(Stored entries)
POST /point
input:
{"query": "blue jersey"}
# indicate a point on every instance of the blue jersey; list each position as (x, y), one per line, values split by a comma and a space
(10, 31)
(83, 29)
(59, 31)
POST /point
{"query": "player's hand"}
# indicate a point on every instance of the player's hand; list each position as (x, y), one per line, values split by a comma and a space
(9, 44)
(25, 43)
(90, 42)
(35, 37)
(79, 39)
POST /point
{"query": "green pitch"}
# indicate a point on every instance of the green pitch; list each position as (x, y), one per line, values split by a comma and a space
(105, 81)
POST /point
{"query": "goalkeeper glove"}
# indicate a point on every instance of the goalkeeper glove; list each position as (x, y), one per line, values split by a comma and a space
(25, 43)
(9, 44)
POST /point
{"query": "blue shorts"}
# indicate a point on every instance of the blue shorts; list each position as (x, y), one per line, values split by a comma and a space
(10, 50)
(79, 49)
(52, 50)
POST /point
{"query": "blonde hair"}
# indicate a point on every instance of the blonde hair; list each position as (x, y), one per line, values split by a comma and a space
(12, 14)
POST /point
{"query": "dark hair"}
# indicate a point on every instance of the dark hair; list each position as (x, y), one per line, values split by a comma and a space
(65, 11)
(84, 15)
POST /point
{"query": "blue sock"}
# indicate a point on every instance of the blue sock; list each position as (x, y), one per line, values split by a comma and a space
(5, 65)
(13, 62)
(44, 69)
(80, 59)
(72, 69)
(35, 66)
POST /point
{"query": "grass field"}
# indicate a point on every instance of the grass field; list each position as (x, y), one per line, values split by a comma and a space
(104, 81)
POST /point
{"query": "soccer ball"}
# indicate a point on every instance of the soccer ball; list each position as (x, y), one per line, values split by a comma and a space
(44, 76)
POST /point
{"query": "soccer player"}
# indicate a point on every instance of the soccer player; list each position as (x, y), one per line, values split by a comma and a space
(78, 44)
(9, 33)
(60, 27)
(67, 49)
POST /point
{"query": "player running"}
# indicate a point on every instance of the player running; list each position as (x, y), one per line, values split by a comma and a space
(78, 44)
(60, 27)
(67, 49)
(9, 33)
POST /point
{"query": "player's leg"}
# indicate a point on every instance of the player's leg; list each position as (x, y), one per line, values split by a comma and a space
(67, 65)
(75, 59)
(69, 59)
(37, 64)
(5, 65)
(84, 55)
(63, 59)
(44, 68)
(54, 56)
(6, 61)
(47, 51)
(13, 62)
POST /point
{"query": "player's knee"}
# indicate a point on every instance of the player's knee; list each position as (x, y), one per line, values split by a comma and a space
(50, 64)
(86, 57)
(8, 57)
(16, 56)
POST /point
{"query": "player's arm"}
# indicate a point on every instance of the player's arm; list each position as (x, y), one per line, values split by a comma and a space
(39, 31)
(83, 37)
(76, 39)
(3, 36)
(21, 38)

### PROBLEM TO WORK ON
From the listing above, extract every line exactly as it stands.

### ANSWER IN FULL
POST /point
input:
{"query": "blue jersey"}
# indicate a point on every instance of the blue jersey; list each position as (x, y), one per line, values split by a comma and a space
(10, 31)
(83, 29)
(59, 31)
POST /point
{"query": "player's hand"}
# indicate a point on every instance of the player's hand; list each position as (x, y), one per line, values split by a comma and a space
(9, 44)
(25, 43)
(90, 42)
(35, 37)
(79, 39)
POST /point
{"query": "green pitch"}
# indicate a point on every instance of the green pitch; list each position as (x, y), one per line, values split by a comma and a space
(105, 81)
POST /point
{"query": "goalkeeper glove"}
# indicate a point on every instance of the goalkeeper glove; list each position as (x, y), one per line, values split by a comma and a space
(25, 43)
(9, 44)
POST /point
{"query": "blue shorts"}
# indicate a point on every instance of the blue shorts; list each position as (x, y), one per line, values split by a comma and a space
(10, 50)
(79, 49)
(52, 50)
POST /point
{"query": "blonde hair"}
# indicate a point on every instance of the blonde hair; list each position as (x, y), one per line, values split by a comma and a space
(12, 14)
POST /point
{"query": "dark hair"}
# indicate a point on every instance of the dark hair; list each position as (x, y), one per line, values split by a comma and a space
(65, 11)
(84, 15)
POST /point
{"query": "blue sock"}
# indicate a point on every instance of the blue sock; list each position as (x, y), one per line, values split by a comma and a space
(5, 65)
(13, 62)
(44, 69)
(80, 59)
(72, 69)
(35, 66)
POST /point
{"query": "grass field"}
# indicate a point on every instance of the grass field; list each position as (x, y), one per line, values split by a comma and a space
(104, 81)
POST /point
{"query": "soccer ball"}
# indicate a point on every instance of the soccer ball; list each position as (x, y), one per line, values split by a comma and a space
(44, 76)
POST /point
{"query": "soccer player"}
# indicate a point on every instance of the soccer player; list each position as (x, y), one per line, values split by a comma and a space
(78, 44)
(9, 33)
(60, 27)
(67, 49)
POST /point
{"query": "player running"}
# indicate a point on every instance of the player running; list each position as (x, y), one per line, values split by a comma and a space
(78, 44)
(60, 27)
(67, 49)
(9, 33)
POST /point
{"query": "player's leg"}
# indicate a point on every instance of the player's leg; list each position as (x, y), one per line, values split by a comma and a space
(67, 65)
(75, 59)
(69, 59)
(37, 64)
(5, 65)
(84, 55)
(63, 59)
(44, 68)
(54, 56)
(6, 61)
(47, 51)
(13, 62)
POST /point
{"query": "player's knee"}
# indicate a point on every instance of the player's knee; list each position as (x, y), one per line, values split by a comma and a space
(50, 64)
(86, 57)
(8, 57)
(16, 56)
POST /point
{"query": "player's arm"}
# indicate a point on every instance of the player's arm; list each position as (x, y), one per line, values split by a comma and a space
(39, 31)
(83, 37)
(76, 39)
(3, 36)
(21, 38)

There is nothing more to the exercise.